* [How to complete this task] Please output the part of the passage about fish flying through a London street starting with "And the other" and going on through "could learn from.".

* [Passage to read]

────────────────────────────────────────

The idea of fish flying through the air in an ordinary London street, has that touch of an image from Chagall, or a spaced out sixties cartoon, but two of the things it does, make it better than it might have been –
one is juxtaposing an ordinary, everyday name like Maureen with the richness of fish-names like Snapper and Barracuda and Big-eye Trevally… who sounds like a gangster out of Guys and Dolls.
And the other achievement is the little narrative where one of the fish – a humpheaded Wrasse – and I don’t know what they look like – even though I have been to Sea World in Sydney Harbour – but I get the picture of his fat lips pressed against the glass and I get the connection that these fish have come to Maureen’s London street precisely because they’re from her home in Australia…
It’s a perfect example of how simplicity and under-played language can achieve stunning clarity. It’s one a lot of poets could learn from.

────────────────────────────────────────

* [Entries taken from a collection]
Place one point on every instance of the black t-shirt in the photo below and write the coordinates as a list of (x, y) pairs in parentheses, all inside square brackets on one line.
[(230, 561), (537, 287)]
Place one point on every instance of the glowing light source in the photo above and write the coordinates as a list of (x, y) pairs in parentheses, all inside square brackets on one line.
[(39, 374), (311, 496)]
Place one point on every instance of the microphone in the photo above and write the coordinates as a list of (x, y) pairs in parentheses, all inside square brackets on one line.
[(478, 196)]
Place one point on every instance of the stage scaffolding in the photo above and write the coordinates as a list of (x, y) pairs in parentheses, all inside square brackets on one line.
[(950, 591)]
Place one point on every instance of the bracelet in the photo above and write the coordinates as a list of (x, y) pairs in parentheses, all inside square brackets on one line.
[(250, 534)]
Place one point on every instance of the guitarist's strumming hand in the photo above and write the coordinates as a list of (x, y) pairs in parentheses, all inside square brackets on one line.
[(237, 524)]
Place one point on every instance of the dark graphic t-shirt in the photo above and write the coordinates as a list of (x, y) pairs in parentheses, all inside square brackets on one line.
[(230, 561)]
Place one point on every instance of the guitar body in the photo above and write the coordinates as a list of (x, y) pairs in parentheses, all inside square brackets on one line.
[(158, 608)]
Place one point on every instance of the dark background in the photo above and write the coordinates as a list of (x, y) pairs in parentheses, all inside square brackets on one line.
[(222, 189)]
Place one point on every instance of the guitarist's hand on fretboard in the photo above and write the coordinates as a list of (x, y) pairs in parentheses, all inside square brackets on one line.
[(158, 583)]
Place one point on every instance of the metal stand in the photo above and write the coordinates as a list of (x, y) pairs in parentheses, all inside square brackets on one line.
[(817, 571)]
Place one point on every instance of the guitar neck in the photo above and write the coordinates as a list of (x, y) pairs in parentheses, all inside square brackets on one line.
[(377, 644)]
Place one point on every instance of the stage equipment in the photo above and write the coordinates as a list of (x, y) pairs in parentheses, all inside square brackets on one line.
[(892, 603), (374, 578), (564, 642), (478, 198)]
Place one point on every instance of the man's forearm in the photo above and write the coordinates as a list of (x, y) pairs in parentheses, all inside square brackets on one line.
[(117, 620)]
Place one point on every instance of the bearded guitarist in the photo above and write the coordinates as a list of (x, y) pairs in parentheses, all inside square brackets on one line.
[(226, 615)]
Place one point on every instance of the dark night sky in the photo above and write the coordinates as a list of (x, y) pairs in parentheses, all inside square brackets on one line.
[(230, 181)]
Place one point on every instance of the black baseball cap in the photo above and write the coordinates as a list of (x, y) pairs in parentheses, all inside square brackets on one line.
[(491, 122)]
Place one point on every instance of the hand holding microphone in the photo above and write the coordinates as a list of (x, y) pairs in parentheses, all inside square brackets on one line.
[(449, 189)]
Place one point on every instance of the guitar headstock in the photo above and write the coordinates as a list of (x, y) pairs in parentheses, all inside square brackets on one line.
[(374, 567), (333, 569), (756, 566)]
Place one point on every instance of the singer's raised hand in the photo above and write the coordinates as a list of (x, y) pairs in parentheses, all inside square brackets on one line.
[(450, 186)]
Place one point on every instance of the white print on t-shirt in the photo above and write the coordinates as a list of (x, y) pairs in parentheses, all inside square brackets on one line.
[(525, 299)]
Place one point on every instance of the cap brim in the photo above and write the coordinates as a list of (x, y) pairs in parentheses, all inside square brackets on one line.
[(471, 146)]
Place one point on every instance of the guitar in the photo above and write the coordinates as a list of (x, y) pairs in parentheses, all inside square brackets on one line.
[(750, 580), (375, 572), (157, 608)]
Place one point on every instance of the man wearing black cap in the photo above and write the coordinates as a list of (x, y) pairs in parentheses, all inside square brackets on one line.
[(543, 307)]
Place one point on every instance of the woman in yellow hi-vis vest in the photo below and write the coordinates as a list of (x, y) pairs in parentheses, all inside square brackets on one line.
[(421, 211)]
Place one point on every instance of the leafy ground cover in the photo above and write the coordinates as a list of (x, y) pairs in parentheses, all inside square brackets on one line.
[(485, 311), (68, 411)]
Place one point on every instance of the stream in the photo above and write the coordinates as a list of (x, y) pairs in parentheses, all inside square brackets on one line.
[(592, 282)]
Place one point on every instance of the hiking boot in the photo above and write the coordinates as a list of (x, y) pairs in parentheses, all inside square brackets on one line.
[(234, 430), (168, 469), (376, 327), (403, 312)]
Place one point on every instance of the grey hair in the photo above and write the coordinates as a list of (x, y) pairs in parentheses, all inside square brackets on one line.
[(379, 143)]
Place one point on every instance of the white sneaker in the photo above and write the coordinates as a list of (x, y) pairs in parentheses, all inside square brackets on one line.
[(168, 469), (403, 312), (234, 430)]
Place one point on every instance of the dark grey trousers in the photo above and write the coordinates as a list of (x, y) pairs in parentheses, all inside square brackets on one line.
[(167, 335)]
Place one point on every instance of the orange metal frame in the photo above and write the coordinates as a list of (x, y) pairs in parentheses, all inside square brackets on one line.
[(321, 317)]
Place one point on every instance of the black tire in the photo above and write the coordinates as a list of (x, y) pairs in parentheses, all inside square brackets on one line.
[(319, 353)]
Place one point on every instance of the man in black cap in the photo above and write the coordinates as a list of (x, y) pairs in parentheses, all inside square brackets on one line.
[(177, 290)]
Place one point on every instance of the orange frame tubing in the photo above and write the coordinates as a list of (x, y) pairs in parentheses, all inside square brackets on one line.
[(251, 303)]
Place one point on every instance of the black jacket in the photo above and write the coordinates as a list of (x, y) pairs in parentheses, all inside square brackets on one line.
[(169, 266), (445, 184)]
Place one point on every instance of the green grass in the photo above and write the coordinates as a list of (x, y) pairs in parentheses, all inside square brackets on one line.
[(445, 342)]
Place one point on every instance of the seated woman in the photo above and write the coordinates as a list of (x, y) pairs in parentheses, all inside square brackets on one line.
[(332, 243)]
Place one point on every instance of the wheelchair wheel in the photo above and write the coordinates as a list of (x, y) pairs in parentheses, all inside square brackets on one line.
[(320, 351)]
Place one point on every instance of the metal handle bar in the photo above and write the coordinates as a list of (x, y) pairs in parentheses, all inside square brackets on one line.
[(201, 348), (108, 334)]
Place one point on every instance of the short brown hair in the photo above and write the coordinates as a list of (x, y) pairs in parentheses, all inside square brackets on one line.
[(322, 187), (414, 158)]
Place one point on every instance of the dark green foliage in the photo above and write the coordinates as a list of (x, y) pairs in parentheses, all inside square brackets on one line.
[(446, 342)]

────────────────────────────────────────

* [Response to this exercise]
And the other achievement is the little narrative where one of the fish – a humpheaded Wrasse – and I don’t know what they look like – even though I have been to Sea World in Sydney Harbour – but I get the picture of his fat lips pressed against the glass and I get the connection that these fish have come to Maureen’s London street precisely because they’re from her home in Australia…
It’s a perfect example of how simplicity and under-played language can achieve stunning clarity. It’s one a lot of poets could learn from.